- [AIM OF THE TASK]: Repeat every record word for word and omit the images.

[[ RAW DATA open ]]

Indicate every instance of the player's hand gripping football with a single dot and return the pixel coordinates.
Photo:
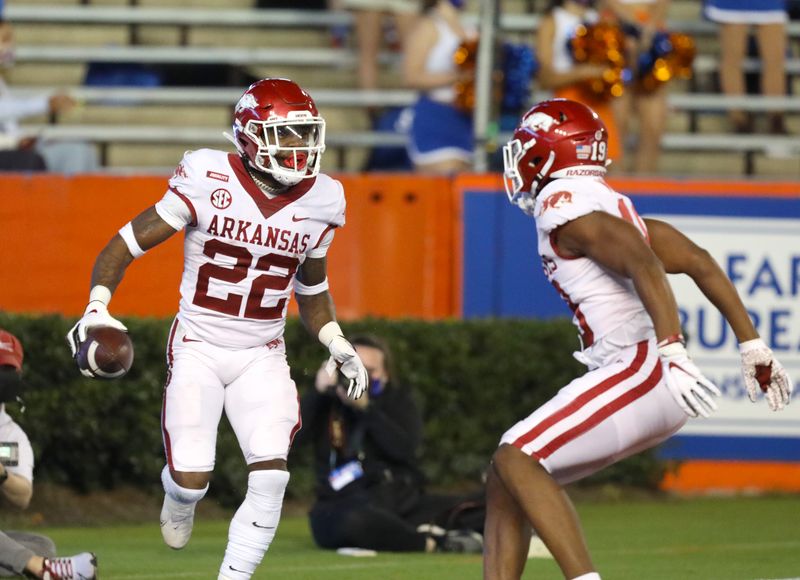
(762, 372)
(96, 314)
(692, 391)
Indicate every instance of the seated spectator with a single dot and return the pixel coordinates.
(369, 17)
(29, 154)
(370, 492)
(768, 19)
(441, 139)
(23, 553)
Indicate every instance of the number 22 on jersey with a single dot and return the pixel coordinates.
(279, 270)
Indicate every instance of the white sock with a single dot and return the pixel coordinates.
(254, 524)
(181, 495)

[[ RAW DATA closed ]]

- [WRITTEN SOLUTION]:
Indicate every instance of the player's hand gripping football with a single dot and return the pixel coordinates.
Photo:
(762, 372)
(96, 314)
(692, 391)
Indicate every instance of the seated spectator with a single dot and return the pixel coordinates.
(369, 17)
(29, 154)
(370, 492)
(768, 19)
(441, 139)
(23, 553)
Indicate every instance of the number 22 on jersey with a single dot and return the pixel coordinates.
(279, 270)
Indicate every instance of the white sock with a single dot and return the pixel coordinates.
(254, 524)
(181, 495)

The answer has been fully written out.